▶ **YOUR OBJECTIVE**: Transcribe the lines of the records starting with the one that has "formatted like [319,187]." in it and ending with the last, and transcribe nothing else.

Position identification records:
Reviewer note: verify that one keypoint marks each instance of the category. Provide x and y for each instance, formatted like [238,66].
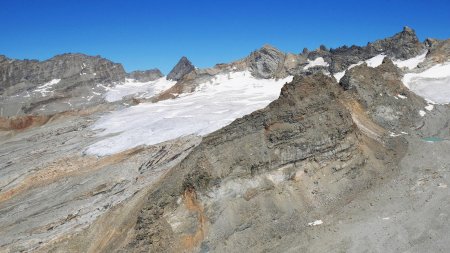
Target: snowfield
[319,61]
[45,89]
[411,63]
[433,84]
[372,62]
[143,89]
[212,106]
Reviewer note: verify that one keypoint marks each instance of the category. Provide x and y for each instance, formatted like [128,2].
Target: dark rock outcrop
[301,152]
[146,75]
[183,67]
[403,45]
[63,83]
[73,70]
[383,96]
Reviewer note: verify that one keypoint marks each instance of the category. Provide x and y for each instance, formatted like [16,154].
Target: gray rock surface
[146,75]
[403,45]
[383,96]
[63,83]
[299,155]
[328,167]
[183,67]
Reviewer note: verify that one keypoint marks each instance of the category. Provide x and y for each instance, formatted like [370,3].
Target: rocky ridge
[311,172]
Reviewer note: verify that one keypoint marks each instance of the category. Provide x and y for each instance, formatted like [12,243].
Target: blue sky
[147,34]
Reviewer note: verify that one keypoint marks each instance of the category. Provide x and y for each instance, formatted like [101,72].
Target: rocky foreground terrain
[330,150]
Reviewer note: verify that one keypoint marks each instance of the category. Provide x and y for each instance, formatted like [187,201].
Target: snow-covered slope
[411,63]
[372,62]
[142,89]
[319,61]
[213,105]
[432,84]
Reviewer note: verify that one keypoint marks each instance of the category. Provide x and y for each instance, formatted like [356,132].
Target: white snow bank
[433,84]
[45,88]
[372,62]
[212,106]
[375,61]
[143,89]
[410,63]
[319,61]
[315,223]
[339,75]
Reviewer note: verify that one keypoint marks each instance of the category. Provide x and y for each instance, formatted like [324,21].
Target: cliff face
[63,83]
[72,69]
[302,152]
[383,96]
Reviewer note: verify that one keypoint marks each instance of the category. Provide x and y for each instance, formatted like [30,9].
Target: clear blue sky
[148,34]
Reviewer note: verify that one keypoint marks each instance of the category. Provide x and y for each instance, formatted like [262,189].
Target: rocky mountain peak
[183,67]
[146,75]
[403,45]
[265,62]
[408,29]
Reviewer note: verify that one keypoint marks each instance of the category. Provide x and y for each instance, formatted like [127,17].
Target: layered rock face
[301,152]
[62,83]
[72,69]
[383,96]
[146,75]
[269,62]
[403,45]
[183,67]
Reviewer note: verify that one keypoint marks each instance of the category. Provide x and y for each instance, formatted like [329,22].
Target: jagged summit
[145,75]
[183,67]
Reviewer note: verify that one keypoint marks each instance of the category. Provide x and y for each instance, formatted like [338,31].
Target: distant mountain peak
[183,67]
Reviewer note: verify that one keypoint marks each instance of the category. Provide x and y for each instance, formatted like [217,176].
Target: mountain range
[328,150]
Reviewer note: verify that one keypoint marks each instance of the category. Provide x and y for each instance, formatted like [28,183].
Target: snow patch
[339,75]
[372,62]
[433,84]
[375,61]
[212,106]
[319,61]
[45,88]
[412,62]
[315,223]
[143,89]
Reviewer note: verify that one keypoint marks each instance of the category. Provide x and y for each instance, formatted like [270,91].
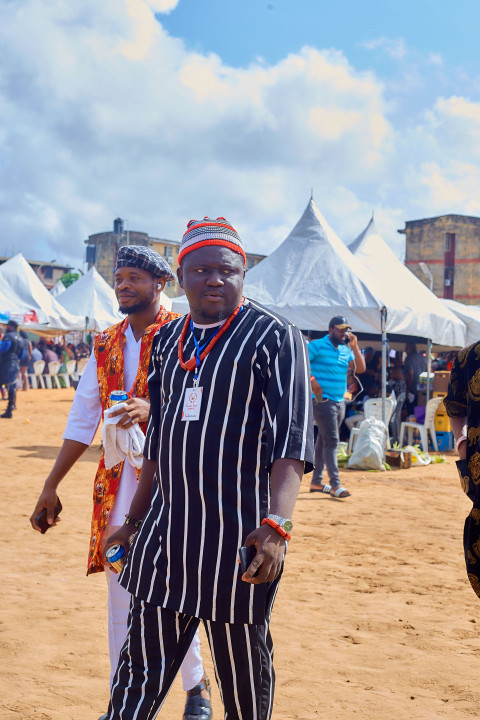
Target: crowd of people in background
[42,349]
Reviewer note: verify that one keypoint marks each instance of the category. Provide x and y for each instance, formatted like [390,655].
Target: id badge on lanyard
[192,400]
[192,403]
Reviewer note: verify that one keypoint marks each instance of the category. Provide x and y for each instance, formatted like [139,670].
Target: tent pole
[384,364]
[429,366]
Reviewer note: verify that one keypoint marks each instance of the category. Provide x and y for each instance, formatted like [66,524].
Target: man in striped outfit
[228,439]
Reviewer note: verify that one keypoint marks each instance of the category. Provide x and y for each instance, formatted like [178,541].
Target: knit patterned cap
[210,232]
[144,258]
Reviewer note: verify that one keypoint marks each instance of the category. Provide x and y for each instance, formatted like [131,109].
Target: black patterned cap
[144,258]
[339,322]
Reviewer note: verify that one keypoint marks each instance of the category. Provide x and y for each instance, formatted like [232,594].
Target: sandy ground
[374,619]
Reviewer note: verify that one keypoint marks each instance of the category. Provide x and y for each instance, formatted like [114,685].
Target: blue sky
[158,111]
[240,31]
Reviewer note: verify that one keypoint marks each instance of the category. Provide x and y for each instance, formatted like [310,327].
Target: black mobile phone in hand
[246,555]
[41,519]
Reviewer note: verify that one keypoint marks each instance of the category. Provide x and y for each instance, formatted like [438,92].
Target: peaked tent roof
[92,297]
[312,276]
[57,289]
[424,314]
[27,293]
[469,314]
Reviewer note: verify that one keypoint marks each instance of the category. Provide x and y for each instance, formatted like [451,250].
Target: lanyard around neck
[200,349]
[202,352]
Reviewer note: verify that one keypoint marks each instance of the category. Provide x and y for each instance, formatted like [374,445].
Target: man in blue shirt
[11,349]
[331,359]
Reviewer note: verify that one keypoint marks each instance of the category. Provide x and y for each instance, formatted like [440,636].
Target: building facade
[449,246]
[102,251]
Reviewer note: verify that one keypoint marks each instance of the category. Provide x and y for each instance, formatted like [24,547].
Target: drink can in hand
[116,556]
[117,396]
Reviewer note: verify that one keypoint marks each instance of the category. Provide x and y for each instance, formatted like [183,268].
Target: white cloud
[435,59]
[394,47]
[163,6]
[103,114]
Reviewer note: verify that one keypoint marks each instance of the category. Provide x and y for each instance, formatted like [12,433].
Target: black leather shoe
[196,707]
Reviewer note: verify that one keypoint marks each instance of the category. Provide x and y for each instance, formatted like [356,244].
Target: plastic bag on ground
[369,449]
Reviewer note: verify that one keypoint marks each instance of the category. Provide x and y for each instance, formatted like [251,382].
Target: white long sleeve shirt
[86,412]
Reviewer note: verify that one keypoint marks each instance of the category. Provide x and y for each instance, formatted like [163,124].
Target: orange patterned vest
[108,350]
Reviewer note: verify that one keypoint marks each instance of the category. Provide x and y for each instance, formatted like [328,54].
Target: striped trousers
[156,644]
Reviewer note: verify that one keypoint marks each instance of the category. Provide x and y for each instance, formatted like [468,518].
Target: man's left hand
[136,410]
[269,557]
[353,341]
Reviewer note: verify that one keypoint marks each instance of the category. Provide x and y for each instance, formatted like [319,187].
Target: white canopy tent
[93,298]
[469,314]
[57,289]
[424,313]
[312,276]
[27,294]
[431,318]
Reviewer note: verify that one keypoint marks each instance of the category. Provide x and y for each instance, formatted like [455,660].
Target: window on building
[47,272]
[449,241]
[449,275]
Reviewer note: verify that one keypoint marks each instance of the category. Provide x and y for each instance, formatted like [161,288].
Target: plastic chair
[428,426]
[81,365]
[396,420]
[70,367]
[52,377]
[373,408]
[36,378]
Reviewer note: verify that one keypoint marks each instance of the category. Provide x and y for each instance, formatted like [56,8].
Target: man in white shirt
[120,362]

▶ **EXERCISE SOLUTION**:
Reviewer note: verify that one keypoint marks each instance of the category. Provide x and y for each instance, formatted like [319,187].
Target: white canopy tent
[93,298]
[469,314]
[57,289]
[424,313]
[312,276]
[27,294]
[431,318]
Reviewer note: verify that one keypoint marks each instance of the category. Provide x and y for each instance, formatted like [455,660].
Target: window on building
[47,272]
[449,241]
[449,275]
Reviewer note: verify that one keypoint marks each instance of the category. Provide x and y for each instance, formatted like [161,288].
Target: plastic chair
[428,426]
[81,365]
[396,420]
[70,367]
[52,377]
[373,408]
[36,378]
Reviewer note: verify that one keypoint marks each instance of the category. Provide x and y for each instance, formatted like [56,8].
Target: man in white shirt
[120,362]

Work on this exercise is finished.